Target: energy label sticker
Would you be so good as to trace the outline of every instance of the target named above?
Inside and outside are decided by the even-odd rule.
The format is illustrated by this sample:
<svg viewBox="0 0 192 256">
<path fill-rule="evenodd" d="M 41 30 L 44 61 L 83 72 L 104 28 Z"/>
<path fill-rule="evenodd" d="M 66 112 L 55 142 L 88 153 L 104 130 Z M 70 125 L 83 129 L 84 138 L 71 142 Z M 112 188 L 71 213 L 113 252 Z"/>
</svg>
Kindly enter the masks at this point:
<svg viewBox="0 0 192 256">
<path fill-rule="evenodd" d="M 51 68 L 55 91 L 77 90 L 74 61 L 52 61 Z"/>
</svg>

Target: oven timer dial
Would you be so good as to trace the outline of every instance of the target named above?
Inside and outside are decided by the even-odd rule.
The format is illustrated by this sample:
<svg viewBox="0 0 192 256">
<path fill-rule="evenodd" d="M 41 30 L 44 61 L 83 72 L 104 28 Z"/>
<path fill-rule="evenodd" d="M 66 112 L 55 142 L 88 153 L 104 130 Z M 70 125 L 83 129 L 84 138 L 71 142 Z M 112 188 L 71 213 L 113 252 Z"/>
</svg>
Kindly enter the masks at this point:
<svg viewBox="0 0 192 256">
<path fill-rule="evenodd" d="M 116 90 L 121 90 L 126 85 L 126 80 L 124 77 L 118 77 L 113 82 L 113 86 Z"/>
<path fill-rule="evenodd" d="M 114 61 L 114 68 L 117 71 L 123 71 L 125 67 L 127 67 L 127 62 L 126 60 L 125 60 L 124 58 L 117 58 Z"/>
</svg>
^^^^^^^^
## What you should do
Switch "illustrated" to "shown" in the lines that begin at the one holding "Target: oven timer dial" and stop at the end of the items. Write out those lines alone, changing nothing else.

## Written answer
Target: oven timer dial
Would you be so good as to trace the outline of every instance of the target named above?
Inside and outside are decided by the even-odd rule.
The format is shown by this sample:
<svg viewBox="0 0 192 256">
<path fill-rule="evenodd" d="M 41 30 L 44 61 L 83 72 L 104 28 Z"/>
<path fill-rule="evenodd" d="M 66 112 L 55 142 L 88 153 L 104 130 Z M 70 125 L 83 129 L 84 138 L 71 142 Z M 112 188 L 71 213 L 113 252 Z"/>
</svg>
Kindly enter the masks at this point:
<svg viewBox="0 0 192 256">
<path fill-rule="evenodd" d="M 116 90 L 121 90 L 126 85 L 126 80 L 124 77 L 118 77 L 113 82 L 113 86 Z"/>
<path fill-rule="evenodd" d="M 114 61 L 114 68 L 117 71 L 123 71 L 125 67 L 127 67 L 127 62 L 126 60 L 125 60 L 124 58 L 117 58 Z"/>
</svg>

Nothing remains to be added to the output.